Sturmey-Archer is a manufacturing company originally from Nottingham, England. It primarily produces bicycle hub gears but has also produced motorcycle hubs and then gearboxes and engines and a great many other sundry bicycle components, most prominently during their heyday as a subsidiary of the Raleigh Bicycle Company.

The company was founded in 1902 by Henry Sturmey and James Archer under the guidance of Frank Bowden, the primary owner of Raleigh.[1] In 2000, the assets and trademarks of Sturmey-Archer were sold to Sun Race of Taiwan which was renamed Sun Race Sturmey-Archer Inc and production moved to Taiwan.[2]


All Sturmey Archer gear hubs use epicyclic (planetary) geartrains of varying complexity. The AW is the simplest, using one set of planetary gears with four planets. The AM uses three compound planets with differently sized cogs machined from a common shaft to engage the gear ring and sun gear separately, while the close-ratio three-speeds, and hubs with four or more speeds, use multiple planetary geartrains. Depending on the specific hub these may be in series with each other, or with one or the other set being selectable at any given time by locking a particular sun gear to the axle.

'K' Family hub gears[edit]

In 1921, the K hub was introduced as an updated and improved version of the X, later FX (following the introduction of fine axle threading), hub. The new K model three speed had ratios of 75%, 100%, and 133%, the same as the later AW, however its internal workings were substantially different. Most notable was the 6-prong ramped sliding clutch which was mounted between springs, this gave the advantage of lateral movement being possible without shifter movement and allowed gears to be pre-selected while pedalling, the ratio would change when pedal force was relaxed, freeing the mechanism to slide into the new gear and under spring pressure. The ramped clutch dogs and sprung mount also permitted the K hub to be without a neutral position between the 'Normal' direct drive gear, and the 'High' overdrive gear, both the SW and AW (until the mid 1990s) have this neutral position. The gear ring dogs would ratchet around the clutch using the ramps and springs if the hub was trying to engage Normal and High gear at the same time, though allowing this to happen through slow shifting can cause excessive clutch wear and render the hub inoperable. In Low gear, this isn't a problem as the low gear pawls can be overrun by a higher gear, while Normal and High gears use the same pawls, requiring an alternative solution.

*Goals*:
[1] From the Sturmey-Archer text, reproduce the part that opens with the words containing "All Sturmey Archer" and closes with "to the axle.".
[2] According to the Sturmey-Archer text, what gear ratios did the K model three speed have?
[3] Using the Sturmey-Archer text, decide whether each statement agrees with it. Answer yes or no for each, and quote the deciding words.
(a) The AW hub uses one set of planetary gears with four planets.
(b) Frank Bowden founded the company.
(c) The K hub has a neutral position between its Normal and High gears.

*Listed entries*:
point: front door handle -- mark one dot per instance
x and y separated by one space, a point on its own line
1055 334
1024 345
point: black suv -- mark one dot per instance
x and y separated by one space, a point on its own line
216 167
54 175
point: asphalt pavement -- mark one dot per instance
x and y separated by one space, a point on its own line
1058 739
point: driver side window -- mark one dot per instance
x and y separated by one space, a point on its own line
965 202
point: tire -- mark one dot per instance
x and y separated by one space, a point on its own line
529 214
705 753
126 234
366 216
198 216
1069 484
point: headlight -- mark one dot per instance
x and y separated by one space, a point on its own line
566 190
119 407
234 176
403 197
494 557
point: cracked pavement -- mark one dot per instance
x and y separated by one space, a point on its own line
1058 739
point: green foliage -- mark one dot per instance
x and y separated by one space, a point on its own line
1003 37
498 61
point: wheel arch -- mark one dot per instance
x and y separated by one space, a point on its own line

*The answers*:
[1]
All Sturmey Archer gear hubs use epicyclic (planetary) geartrains of varying complexity. The AW is the simplest, using one set of planetary gears with four planets. The AM uses three compound planets with differently sized cogs machined from a common shaft to engage the gear ring and sun gear separately, while the close-ratio three-speeds, and hubs with four or more speeds, use multiple planetary geartrains. Depending on the specific hub these may be in series with each other, or with one or the other set being selectable at any given time by locking a particular sun gear to the axle.

[2] 75%, 100%, and 133%

[3]
(a) Yes: "The AW is the simplest, using one set of planetary gears with four planets."
(b) No: "The company was founded in 1902 by Henry Sturmey and James Archer under the guidance of Frank Bowden"
(c) No: "permitted the K hub to be without a neutral position between the 'Normal' direct drive gear, and the 'High' overdrive gear"